HOW TO COMPLETE THIS TASK - Pictures aside, every line of the listing should be given again exactly.

☆ ☆ ☆ ☆ ☆ ☆ ☆

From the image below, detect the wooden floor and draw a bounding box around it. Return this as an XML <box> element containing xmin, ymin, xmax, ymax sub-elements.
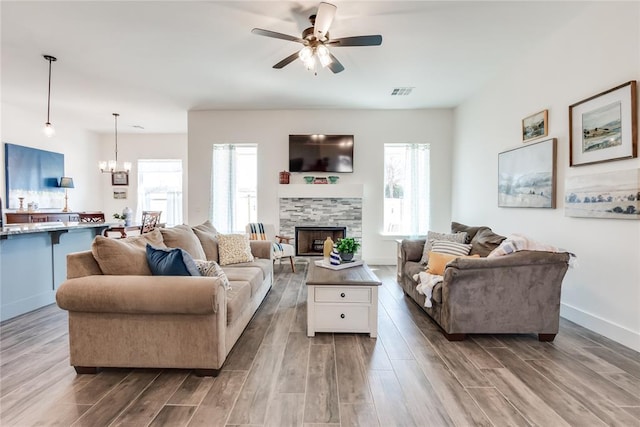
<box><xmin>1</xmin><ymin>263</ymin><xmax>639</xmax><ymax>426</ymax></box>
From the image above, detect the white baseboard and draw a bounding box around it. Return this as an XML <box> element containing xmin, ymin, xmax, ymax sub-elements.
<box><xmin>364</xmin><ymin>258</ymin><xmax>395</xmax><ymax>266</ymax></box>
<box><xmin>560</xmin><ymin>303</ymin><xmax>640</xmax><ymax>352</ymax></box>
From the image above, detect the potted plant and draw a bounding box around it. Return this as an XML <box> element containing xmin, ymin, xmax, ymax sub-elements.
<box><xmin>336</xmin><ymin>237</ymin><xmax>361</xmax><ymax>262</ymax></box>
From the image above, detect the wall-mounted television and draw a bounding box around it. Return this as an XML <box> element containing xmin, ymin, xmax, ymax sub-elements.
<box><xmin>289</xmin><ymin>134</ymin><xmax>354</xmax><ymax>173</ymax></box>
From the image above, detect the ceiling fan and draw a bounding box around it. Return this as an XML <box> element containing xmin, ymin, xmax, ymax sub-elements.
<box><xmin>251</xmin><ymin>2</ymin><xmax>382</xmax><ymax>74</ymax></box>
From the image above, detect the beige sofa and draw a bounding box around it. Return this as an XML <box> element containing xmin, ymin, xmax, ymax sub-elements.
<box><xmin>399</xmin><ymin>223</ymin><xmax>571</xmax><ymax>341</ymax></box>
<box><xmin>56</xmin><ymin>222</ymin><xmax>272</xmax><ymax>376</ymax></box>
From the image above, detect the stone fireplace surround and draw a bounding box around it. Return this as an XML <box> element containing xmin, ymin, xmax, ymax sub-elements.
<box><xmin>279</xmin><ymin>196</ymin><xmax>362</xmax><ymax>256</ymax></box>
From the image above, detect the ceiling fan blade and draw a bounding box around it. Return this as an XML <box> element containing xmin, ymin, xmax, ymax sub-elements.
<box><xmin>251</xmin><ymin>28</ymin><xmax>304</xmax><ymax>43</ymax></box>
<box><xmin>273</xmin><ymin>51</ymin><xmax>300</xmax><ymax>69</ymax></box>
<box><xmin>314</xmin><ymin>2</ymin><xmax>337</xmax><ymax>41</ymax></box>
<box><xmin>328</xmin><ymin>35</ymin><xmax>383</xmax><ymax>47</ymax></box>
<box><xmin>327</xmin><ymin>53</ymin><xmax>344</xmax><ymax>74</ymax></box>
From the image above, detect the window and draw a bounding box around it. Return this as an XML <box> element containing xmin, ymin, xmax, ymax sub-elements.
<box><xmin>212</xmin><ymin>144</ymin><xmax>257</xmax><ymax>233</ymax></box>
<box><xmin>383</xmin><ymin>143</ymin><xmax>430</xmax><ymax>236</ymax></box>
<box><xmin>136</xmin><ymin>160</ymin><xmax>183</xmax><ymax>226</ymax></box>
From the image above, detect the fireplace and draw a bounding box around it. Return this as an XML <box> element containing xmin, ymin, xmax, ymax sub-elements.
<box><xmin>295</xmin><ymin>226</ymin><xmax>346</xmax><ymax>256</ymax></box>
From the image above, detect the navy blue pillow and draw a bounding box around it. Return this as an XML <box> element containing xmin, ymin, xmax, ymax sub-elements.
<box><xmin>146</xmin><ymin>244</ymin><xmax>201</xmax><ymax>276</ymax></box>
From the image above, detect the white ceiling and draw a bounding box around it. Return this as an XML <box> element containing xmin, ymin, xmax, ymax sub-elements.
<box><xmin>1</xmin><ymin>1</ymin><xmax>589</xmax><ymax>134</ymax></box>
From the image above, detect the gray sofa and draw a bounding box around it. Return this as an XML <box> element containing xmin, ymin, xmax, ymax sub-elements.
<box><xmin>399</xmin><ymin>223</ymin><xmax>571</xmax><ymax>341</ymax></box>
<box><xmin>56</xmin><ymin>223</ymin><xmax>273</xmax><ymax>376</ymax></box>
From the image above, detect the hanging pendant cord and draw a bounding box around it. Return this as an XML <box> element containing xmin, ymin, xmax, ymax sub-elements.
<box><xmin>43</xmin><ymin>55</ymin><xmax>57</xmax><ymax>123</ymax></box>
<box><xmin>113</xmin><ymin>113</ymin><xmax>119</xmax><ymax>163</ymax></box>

☆ ☆ ☆ ☆ ☆ ☆ ☆

EXERCISE RESPONSE -
From the image below, detect the wooden floor and draw a bounding box around it. Return this as an XML <box> element containing xmin, ymin, xmax, ymax sub-elements.
<box><xmin>1</xmin><ymin>263</ymin><xmax>639</xmax><ymax>426</ymax></box>
From the image above, detect the white baseboard and draw a bounding box around it. Return this as an XML <box> element containing xmin, ymin, xmax, ymax sub-elements.
<box><xmin>364</xmin><ymin>258</ymin><xmax>395</xmax><ymax>266</ymax></box>
<box><xmin>560</xmin><ymin>303</ymin><xmax>640</xmax><ymax>352</ymax></box>
From the image above, detect the potted plant and draw a bounding box around it. Return this as an XML <box> element containing xmin, ymin, xmax, ymax sub-elements.
<box><xmin>336</xmin><ymin>237</ymin><xmax>361</xmax><ymax>262</ymax></box>
From the image above, detect the wall-mounted television and draw a bounding box around it. Return this as an XML <box> element containing xmin, ymin, xmax, ymax sub-elements.
<box><xmin>289</xmin><ymin>134</ymin><xmax>354</xmax><ymax>173</ymax></box>
From the image above, detect the ceiling fan and draw a bounding box around it. Return this as an XML <box> element containing xmin, ymin, xmax, ymax sub-elements.
<box><xmin>251</xmin><ymin>2</ymin><xmax>382</xmax><ymax>74</ymax></box>
From the image above, detect the beige sofa and draw a bounding box around it. Return this as an XML <box> element containing xmin, ymin, xmax, ymax sub-elements.
<box><xmin>399</xmin><ymin>223</ymin><xmax>571</xmax><ymax>341</ymax></box>
<box><xmin>56</xmin><ymin>222</ymin><xmax>272</xmax><ymax>376</ymax></box>
From the image above, detect the stone fireplace surround and draw a bounding box around it. Return this as an XML <box> element containing xmin, ymin, xmax, ymax sub-elements.
<box><xmin>279</xmin><ymin>196</ymin><xmax>362</xmax><ymax>256</ymax></box>
From the image above, detect the ceiling fan blade and draw a bounding box around it. Return this as an XML <box> element containing xmin, ymin, xmax, ymax sub-elements.
<box><xmin>251</xmin><ymin>28</ymin><xmax>304</xmax><ymax>43</ymax></box>
<box><xmin>273</xmin><ymin>51</ymin><xmax>300</xmax><ymax>69</ymax></box>
<box><xmin>314</xmin><ymin>2</ymin><xmax>337</xmax><ymax>41</ymax></box>
<box><xmin>328</xmin><ymin>35</ymin><xmax>383</xmax><ymax>47</ymax></box>
<box><xmin>327</xmin><ymin>53</ymin><xmax>344</xmax><ymax>74</ymax></box>
From the image above, detect the window and draw a bounding box around it. Return this as an XML <box> element containing xmin, ymin, xmax, ymax sub-elements.
<box><xmin>212</xmin><ymin>144</ymin><xmax>257</xmax><ymax>233</ymax></box>
<box><xmin>383</xmin><ymin>143</ymin><xmax>430</xmax><ymax>236</ymax></box>
<box><xmin>136</xmin><ymin>160</ymin><xmax>183</xmax><ymax>226</ymax></box>
From the image above, detect the fireplace and draw a bounding box around it. Return this as an XML <box> element containing xmin, ymin, xmax, ymax sub-elements.
<box><xmin>295</xmin><ymin>226</ymin><xmax>346</xmax><ymax>256</ymax></box>
From the image above, detect the navy blue pillow and draw a bounding box around it. Return this as an XML <box> element containing xmin, ymin, xmax, ymax sub-elements.
<box><xmin>146</xmin><ymin>244</ymin><xmax>201</xmax><ymax>276</ymax></box>
From the image above, detect the white ceiling and draw a bounding box around it. Return this as an XML <box> element containing xmin, ymin, xmax, ymax sub-elements.
<box><xmin>1</xmin><ymin>1</ymin><xmax>589</xmax><ymax>134</ymax></box>
From the image above, detect the gray sofa and draw a bounding box around it. Return this as an XML <box> element containing xmin, ymin, xmax, ymax sub-elements.
<box><xmin>399</xmin><ymin>223</ymin><xmax>571</xmax><ymax>341</ymax></box>
<box><xmin>56</xmin><ymin>223</ymin><xmax>273</xmax><ymax>376</ymax></box>
From the image above, detect the hanging pendant cord and draw a bounding box around it. Return this as an XML <box> element containing xmin, ymin, xmax, ymax sub-elements.
<box><xmin>43</xmin><ymin>55</ymin><xmax>57</xmax><ymax>123</ymax></box>
<box><xmin>113</xmin><ymin>113</ymin><xmax>119</xmax><ymax>163</ymax></box>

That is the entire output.